WHAT IS BEING ASKED
Rewrite the records from the start through the line containing "top-left (1099, 923), bottom-right", replacing "paved road" with "asphalt road" and leaving everything else unchanged.

RAW RECORDS
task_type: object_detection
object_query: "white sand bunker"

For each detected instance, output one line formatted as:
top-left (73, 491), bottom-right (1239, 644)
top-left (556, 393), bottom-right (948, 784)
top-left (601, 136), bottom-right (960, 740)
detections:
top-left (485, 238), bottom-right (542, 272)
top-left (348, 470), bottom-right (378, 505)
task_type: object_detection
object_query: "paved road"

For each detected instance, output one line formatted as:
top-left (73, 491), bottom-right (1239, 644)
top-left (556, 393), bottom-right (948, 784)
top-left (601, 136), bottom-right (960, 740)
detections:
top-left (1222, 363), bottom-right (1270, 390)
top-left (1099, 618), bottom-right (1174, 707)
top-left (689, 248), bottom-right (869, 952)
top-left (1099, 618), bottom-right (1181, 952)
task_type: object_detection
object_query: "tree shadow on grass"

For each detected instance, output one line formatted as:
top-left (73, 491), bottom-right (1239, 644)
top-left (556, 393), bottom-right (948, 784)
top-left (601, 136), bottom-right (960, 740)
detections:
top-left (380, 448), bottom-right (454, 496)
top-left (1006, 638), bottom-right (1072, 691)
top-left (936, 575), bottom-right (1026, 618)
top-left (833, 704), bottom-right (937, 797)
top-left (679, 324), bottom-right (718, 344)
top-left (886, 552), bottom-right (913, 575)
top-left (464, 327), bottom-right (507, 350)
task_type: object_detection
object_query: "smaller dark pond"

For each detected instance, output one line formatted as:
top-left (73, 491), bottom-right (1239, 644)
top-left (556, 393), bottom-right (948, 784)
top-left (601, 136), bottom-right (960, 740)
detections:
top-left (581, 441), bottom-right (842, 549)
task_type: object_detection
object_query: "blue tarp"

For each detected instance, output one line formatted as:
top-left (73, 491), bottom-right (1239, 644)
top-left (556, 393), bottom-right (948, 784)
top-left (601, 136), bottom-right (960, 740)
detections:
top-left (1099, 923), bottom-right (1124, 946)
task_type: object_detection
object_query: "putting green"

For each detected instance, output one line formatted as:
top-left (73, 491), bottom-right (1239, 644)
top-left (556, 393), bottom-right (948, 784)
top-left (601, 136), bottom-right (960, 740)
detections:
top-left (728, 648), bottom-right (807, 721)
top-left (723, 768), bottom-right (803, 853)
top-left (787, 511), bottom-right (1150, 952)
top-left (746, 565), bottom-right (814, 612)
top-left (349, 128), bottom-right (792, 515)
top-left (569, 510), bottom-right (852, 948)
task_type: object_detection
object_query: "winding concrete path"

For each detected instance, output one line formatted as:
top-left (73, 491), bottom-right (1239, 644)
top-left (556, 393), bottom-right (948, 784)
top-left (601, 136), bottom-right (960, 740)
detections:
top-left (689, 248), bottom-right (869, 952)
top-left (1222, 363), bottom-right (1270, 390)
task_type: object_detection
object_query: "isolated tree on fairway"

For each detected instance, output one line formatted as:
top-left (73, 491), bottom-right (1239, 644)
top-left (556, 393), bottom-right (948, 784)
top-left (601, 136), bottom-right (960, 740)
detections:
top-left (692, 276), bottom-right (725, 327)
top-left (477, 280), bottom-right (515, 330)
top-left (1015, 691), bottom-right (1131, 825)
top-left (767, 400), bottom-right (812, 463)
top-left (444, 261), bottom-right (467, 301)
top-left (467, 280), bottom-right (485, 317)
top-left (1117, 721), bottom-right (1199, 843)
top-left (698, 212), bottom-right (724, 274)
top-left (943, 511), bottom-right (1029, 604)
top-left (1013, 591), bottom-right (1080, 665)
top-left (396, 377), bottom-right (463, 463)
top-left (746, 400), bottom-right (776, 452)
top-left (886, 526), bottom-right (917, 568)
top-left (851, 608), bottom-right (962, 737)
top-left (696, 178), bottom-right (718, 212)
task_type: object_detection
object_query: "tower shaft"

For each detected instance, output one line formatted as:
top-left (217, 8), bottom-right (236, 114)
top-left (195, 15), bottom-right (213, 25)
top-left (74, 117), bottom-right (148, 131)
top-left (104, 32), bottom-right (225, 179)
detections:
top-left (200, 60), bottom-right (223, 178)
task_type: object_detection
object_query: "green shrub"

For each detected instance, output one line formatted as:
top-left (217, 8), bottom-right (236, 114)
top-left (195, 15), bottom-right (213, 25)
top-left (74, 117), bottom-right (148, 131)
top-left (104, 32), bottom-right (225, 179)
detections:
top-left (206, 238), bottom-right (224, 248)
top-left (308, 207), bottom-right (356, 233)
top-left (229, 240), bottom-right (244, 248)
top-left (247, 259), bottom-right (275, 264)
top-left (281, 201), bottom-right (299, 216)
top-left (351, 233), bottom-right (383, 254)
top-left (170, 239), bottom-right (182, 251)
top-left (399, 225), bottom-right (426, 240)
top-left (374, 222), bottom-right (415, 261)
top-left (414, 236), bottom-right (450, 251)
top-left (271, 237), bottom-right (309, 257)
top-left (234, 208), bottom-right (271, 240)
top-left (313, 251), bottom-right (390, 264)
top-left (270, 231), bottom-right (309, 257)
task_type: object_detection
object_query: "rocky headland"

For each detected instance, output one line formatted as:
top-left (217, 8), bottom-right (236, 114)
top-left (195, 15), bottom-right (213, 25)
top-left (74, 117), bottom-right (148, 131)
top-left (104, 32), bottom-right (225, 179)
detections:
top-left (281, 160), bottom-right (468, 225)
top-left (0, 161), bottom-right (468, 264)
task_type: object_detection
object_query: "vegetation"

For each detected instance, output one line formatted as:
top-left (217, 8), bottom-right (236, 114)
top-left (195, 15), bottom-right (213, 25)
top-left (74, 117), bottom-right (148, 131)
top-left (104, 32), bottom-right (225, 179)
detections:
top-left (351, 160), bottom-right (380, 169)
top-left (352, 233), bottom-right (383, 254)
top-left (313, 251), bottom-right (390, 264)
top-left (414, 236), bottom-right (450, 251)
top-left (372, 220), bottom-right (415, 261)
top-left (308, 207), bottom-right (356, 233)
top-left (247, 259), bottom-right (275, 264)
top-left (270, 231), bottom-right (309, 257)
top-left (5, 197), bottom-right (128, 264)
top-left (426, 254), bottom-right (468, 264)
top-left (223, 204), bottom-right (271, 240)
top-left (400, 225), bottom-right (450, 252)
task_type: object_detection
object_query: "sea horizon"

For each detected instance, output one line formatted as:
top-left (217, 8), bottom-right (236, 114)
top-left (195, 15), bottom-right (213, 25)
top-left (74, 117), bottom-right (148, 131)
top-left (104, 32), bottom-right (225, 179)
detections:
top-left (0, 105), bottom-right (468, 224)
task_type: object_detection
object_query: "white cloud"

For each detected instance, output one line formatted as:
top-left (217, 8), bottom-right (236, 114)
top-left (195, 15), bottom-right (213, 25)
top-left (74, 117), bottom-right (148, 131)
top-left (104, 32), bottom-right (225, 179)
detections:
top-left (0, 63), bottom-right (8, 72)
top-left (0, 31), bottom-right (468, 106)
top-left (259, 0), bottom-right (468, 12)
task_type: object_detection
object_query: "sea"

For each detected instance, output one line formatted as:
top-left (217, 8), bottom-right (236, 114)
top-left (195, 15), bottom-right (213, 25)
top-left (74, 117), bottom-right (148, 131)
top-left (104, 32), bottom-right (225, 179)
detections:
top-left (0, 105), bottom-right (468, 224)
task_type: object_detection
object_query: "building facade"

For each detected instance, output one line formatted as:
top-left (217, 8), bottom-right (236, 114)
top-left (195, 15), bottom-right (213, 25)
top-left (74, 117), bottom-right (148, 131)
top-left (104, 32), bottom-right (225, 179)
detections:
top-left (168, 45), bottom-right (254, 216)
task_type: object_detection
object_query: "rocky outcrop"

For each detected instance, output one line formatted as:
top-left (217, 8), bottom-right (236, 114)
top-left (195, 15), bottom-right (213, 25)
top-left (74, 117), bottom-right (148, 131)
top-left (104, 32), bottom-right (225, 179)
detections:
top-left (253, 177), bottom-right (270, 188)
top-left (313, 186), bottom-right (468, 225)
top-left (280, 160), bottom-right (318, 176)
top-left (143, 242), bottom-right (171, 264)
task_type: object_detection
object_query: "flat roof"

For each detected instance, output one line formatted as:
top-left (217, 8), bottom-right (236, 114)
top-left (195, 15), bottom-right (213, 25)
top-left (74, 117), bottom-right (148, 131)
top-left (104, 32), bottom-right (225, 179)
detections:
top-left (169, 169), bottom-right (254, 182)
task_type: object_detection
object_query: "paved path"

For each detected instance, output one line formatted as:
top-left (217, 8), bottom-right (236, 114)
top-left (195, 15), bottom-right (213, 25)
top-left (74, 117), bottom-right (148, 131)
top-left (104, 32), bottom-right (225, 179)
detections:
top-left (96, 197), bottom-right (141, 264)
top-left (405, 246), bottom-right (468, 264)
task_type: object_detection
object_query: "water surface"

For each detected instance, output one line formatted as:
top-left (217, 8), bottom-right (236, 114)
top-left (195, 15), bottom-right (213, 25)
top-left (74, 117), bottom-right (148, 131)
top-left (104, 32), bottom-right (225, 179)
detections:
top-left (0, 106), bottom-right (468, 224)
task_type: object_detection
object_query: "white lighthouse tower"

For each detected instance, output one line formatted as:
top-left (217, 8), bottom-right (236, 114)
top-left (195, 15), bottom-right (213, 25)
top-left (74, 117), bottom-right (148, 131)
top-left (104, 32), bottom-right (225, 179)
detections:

OUTPUT BELOW
task_type: object_detection
object_query: "white sand bunker"

For each detected instance, output one line formatted as:
top-left (73, 491), bottom-right (1239, 644)
top-left (556, 393), bottom-right (948, 784)
top-left (601, 136), bottom-right (960, 740)
detections:
top-left (485, 238), bottom-right (542, 272)
top-left (348, 470), bottom-right (378, 505)
task_type: object_detection
object_query: "asphalt road"

For each detected instance, output one line formatted as:
top-left (73, 491), bottom-right (1239, 644)
top-left (556, 393), bottom-right (948, 784)
top-left (601, 136), bottom-right (960, 740)
detections:
top-left (1222, 363), bottom-right (1270, 390)
top-left (1099, 618), bottom-right (1174, 707)
top-left (689, 248), bottom-right (869, 952)
top-left (1099, 618), bottom-right (1181, 952)
task_type: object_detection
object_query: "tree shadow on grass"

For each detected instance, output one line formatted as:
top-left (73, 491), bottom-right (1239, 644)
top-left (556, 393), bottom-right (948, 784)
top-left (601, 136), bottom-right (960, 740)
detections:
top-left (380, 448), bottom-right (454, 496)
top-left (1006, 638), bottom-right (1072, 691)
top-left (936, 575), bottom-right (1026, 618)
top-left (833, 704), bottom-right (937, 797)
top-left (679, 324), bottom-right (718, 344)
top-left (886, 552), bottom-right (913, 575)
top-left (464, 327), bottom-right (507, 350)
task_type: object_detection
object_query: "smaller dark pond"

For each detected instance, output one line formatted as:
top-left (73, 491), bottom-right (1239, 644)
top-left (556, 393), bottom-right (948, 784)
top-left (601, 136), bottom-right (960, 740)
detections:
top-left (581, 441), bottom-right (842, 549)
task_type: object_detection
object_query: "blue tarp"

For each detected instance, output one line formatted as:
top-left (73, 491), bottom-right (1239, 644)
top-left (556, 393), bottom-right (948, 784)
top-left (601, 136), bottom-right (960, 740)
detections:
top-left (1099, 923), bottom-right (1124, 946)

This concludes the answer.